Stored data entries
........
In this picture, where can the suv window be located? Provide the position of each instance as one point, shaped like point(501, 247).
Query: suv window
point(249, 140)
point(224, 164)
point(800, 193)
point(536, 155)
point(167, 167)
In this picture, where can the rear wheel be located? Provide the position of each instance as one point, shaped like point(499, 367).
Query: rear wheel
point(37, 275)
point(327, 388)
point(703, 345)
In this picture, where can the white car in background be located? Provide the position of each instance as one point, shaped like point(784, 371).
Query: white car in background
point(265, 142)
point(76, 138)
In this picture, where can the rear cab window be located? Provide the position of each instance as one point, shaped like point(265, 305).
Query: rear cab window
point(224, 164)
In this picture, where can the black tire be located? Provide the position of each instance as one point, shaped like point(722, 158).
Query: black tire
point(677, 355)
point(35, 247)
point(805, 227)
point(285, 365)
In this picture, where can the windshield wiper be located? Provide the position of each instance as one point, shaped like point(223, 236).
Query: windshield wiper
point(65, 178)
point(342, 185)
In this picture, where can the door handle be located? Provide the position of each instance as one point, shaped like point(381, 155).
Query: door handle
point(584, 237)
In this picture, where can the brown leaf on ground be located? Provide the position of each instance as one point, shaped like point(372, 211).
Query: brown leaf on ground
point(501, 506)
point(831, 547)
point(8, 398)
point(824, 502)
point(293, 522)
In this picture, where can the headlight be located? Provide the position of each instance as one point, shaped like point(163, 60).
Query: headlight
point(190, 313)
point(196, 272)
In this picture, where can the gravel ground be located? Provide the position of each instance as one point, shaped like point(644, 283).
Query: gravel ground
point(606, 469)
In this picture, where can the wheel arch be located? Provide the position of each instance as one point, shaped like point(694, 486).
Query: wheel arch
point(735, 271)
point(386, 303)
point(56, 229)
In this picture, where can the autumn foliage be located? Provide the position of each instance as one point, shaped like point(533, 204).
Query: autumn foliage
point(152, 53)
........
Repeat the whole of the data verbatim, as it reads above.

In this picture, where can the suv window be located? Provide the position of each instance as one point, shaped like point(501, 247).
Query: suv window
point(249, 140)
point(224, 164)
point(800, 193)
point(536, 155)
point(167, 167)
In this picture, where can the rear wheel be located? Provide the position of each instance as one point, shaped like point(499, 367).
Query: rear wheel
point(37, 275)
point(327, 388)
point(703, 345)
In this picture, where can the white car in background be located? Provide the position of each instance as one point, shaped like point(784, 371).
Query: white car in background
point(265, 142)
point(76, 138)
In this picture, where can the rear cab window be located? Provide the position of each instance as one point, shaped like point(265, 305).
Query: rear cab window
point(224, 164)
In this picture, where can the black tire be located? Provide the position of each instance as one point, shaped like point(722, 158).
Query: black tire
point(677, 355)
point(35, 247)
point(805, 227)
point(285, 365)
In this picture, where can the windshield wiper be located? Provide the position of each instance as one point, shaped like point(223, 236).
Query: windshield wiper
point(65, 178)
point(342, 185)
In this picture, where can the door handle be located? Provide the position of each instance as one point, shaped like point(381, 155).
Query: door handle
point(584, 237)
In this picture, where can the brown leaf on ground be located? Provide the position of each instance as one point, shaped like point(372, 211).
Query: brown leaf on ground
point(501, 506)
point(831, 547)
point(8, 398)
point(824, 502)
point(293, 522)
In this picture, where can the headlight be located? Provide the position of each instance as one point, shaped like point(163, 60).
Query: headlight
point(190, 313)
point(196, 272)
In this picture, where can the gravel ground be located? Provide the position of each instance as one point, shaped like point(644, 283).
Query: gravel ground
point(606, 469)
In this picture, where can the wheel arch be located? Provide the position of each instance as one point, shaped like point(694, 486).
Query: wheel arch
point(735, 271)
point(386, 303)
point(56, 229)
In this picture, where can the autumn foliage be located? Provide the position of each instance as one point, shaped like point(533, 204).
Query: autumn foliage
point(152, 53)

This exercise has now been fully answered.